%%

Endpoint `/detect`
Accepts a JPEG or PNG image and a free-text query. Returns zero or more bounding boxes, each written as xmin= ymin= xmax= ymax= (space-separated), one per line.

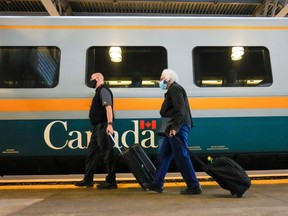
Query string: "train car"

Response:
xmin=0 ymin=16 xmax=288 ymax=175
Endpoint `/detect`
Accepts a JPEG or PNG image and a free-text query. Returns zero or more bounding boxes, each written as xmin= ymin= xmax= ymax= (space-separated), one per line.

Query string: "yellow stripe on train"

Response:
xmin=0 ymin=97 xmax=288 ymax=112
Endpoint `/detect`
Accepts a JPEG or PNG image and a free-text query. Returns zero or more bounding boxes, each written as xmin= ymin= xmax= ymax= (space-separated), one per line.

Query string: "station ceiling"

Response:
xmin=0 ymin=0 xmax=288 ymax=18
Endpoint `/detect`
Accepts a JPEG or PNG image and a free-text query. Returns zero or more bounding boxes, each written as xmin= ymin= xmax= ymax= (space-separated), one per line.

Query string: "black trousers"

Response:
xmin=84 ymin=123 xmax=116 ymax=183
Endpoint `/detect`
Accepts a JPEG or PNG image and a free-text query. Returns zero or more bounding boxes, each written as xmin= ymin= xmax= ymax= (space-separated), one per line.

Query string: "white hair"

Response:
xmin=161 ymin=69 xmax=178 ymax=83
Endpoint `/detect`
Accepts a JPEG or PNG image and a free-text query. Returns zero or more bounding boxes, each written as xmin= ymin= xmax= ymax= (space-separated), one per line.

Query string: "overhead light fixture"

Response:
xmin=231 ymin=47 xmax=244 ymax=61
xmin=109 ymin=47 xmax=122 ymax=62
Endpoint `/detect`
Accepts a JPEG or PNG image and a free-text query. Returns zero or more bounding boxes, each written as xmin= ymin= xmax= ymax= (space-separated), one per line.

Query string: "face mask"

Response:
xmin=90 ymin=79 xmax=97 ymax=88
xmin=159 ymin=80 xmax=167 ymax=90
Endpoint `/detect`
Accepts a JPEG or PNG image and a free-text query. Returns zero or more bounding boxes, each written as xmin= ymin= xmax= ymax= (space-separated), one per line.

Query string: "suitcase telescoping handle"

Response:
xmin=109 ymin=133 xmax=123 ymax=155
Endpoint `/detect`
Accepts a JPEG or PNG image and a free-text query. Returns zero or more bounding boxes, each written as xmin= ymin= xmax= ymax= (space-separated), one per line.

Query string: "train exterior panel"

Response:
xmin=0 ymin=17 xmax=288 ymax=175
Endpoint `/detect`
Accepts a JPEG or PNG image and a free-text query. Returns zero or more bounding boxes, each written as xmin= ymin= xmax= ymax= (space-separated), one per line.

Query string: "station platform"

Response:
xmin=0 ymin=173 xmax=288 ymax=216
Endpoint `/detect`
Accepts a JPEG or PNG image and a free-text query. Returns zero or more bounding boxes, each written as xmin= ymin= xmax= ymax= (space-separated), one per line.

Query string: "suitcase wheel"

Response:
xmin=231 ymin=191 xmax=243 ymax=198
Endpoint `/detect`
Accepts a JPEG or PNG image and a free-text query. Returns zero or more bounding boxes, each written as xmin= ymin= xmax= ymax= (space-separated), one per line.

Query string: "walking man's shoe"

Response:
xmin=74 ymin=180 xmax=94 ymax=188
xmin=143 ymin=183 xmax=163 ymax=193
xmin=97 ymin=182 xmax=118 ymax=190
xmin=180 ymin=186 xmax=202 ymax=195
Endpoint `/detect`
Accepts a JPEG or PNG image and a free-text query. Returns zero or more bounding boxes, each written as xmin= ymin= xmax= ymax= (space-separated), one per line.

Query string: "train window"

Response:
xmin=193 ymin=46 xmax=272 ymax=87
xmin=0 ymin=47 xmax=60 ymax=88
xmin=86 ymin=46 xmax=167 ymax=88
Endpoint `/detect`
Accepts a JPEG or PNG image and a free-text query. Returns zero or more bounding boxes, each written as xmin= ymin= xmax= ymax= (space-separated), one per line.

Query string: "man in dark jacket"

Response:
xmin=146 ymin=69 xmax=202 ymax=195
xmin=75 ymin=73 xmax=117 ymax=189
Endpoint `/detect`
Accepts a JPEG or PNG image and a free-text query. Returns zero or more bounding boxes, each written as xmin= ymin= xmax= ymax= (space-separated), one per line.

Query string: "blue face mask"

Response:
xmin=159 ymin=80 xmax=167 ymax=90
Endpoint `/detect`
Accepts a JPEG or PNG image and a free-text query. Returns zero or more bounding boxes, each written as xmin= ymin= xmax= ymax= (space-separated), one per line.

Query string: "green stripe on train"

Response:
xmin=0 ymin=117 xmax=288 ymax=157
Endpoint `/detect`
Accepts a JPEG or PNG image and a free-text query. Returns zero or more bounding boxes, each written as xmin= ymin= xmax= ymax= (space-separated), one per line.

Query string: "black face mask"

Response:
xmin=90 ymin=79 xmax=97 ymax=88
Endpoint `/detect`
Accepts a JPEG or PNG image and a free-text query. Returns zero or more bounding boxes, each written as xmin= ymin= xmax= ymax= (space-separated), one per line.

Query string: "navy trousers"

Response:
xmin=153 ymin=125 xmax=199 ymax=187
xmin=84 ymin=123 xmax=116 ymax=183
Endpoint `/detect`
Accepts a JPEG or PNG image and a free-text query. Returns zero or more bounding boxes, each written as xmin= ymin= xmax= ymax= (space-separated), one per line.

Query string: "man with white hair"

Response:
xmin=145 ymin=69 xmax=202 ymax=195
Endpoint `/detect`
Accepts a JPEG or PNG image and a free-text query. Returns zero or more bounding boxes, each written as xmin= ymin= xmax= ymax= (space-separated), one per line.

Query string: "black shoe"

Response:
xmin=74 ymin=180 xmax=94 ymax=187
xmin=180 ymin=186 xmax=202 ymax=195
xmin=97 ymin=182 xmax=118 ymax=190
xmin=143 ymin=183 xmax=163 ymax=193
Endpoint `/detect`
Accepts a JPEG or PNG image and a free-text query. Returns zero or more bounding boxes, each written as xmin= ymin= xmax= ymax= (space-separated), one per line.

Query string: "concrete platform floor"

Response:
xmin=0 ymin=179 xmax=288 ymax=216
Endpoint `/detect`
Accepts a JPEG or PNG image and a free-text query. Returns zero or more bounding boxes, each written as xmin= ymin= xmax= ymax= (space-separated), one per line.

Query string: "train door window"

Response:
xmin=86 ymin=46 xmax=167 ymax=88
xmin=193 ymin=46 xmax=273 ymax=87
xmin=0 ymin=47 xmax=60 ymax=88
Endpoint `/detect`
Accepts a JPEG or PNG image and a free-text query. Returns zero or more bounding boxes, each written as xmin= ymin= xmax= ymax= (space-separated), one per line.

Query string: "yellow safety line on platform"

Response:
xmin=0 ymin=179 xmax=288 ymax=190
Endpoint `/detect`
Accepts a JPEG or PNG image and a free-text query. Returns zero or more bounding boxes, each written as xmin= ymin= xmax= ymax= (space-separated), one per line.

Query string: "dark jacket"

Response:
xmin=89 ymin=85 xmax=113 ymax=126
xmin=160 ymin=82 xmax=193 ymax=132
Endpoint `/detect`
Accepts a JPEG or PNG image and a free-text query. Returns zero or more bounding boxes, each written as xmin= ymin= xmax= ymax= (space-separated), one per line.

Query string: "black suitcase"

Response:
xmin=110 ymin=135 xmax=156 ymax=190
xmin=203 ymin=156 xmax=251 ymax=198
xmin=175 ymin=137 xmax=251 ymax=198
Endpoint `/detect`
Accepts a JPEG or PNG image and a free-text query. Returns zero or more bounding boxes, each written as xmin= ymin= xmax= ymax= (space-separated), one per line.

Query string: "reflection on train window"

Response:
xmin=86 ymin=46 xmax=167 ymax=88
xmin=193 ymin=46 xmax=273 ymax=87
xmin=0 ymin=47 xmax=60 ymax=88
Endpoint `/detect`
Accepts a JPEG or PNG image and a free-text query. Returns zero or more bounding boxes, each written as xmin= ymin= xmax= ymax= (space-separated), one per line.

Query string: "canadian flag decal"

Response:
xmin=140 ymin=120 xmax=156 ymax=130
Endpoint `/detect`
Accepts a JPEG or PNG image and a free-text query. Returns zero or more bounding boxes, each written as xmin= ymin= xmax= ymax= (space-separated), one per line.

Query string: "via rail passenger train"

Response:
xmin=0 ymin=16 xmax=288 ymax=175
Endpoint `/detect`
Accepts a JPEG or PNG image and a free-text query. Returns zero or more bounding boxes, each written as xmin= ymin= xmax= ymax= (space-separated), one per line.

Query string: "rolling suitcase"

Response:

%%

REQUIREMENT - Pull out every line in the entries above that contains the string "platform".

RESPONSE FOR THIS EXERCISE -
Query string: "station platform"
Query string: "concrete platform floor"
Query string: "yellow safety line on platform"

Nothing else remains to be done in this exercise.